(Rows from a dataset)
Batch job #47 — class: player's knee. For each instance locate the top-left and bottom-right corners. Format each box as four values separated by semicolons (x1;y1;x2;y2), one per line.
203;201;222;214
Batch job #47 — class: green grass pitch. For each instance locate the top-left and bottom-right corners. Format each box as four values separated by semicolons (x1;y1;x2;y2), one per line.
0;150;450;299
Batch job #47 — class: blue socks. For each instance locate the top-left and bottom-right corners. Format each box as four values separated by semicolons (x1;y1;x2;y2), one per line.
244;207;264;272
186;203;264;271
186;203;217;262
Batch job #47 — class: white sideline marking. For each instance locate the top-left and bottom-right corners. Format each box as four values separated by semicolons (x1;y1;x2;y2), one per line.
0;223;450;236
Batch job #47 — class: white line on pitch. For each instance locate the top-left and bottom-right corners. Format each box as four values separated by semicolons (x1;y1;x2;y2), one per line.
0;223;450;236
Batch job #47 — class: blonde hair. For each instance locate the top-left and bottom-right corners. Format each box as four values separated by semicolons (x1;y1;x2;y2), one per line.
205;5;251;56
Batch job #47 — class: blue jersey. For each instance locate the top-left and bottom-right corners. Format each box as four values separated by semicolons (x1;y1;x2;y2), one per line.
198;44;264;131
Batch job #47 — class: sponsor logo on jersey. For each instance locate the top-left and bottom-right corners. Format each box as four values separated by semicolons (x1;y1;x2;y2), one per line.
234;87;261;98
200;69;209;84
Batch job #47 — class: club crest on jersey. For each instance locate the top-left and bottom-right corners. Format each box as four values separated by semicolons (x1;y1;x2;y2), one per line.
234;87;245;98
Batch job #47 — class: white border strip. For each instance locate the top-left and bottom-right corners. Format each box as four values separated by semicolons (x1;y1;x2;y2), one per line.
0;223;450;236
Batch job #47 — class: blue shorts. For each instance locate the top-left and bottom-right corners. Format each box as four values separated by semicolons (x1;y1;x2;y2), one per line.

§ **STATED TASK**
Reproduce the entries from the line containing "Batch job #47 — class: sponsor" through the end of the entries, inclusive, keeping the requests unchanged. Shift every bounding-box coordinate in the answers by adding 102 to it.

§ **RESULT OF THE TASK**
Batch job #47 — class: sponsor logo on jersey. For each instance locate the top-left and bottom-right corners. Format each box as four values separated by semicolons (x1;y1;x2;y2), one per line.
336;189;363;200
302;171;311;186
Batch job #47 — class: club crest on jersey. For each instance locate the top-left and bottom-right corners. Format each box as four values separated by semicolons (x1;y1;x2;y2), one per line.
336;189;347;200
Batch job #47 — class: white border strip. For each instance locate the top-left and bottom-right corners. Format each box as four values separated by semicolons (x1;y1;x2;y2), one per line.
102;325;552;338
Batch job #47 — class: blue shorts. For each instance locate the top-left and bottom-right corners. Format each box as four values separated by semicolons (x1;y1;x2;y2), one per line.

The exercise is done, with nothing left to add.